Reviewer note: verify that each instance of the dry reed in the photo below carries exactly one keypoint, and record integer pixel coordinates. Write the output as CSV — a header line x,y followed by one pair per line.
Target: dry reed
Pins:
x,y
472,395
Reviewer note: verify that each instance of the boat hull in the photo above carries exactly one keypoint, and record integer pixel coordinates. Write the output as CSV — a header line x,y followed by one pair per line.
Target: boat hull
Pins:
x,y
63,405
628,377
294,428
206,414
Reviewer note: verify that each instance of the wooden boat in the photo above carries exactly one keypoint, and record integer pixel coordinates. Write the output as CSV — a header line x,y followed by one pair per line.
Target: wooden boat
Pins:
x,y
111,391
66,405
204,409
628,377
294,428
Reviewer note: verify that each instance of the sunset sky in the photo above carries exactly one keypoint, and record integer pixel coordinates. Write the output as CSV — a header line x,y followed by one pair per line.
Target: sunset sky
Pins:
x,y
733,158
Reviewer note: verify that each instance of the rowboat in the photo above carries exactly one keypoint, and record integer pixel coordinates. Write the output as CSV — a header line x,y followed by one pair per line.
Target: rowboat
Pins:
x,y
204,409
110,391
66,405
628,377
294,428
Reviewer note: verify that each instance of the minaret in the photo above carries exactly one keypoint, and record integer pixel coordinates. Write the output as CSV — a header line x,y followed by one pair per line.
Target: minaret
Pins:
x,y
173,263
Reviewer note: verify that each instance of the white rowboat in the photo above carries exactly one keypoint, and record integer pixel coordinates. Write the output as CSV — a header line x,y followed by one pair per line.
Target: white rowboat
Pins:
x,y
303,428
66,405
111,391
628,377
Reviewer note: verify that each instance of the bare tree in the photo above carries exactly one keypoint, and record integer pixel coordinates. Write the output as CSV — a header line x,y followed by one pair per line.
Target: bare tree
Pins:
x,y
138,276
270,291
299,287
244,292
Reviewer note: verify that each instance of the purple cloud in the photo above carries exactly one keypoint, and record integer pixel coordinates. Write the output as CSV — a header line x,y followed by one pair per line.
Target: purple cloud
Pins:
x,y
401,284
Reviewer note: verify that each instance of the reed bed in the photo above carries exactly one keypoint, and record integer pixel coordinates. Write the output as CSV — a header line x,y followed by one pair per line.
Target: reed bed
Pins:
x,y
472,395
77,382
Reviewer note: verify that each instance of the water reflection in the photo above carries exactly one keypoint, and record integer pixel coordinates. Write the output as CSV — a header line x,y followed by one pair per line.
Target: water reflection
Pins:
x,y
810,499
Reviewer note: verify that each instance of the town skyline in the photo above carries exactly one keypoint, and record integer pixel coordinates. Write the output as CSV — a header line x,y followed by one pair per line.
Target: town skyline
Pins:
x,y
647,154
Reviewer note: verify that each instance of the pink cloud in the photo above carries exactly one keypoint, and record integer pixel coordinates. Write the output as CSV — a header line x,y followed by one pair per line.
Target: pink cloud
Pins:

========================================

### About this task
Show the lines of the material that contain the word "sunset".

### Task result
Reviewer note: verify that each instance of the sunset sky in the photo above carries exactly one keypoint, and record integer pixel coordinates. Write the output as CSV — a header line x,y followed by one pair per line.
Target: sunset sky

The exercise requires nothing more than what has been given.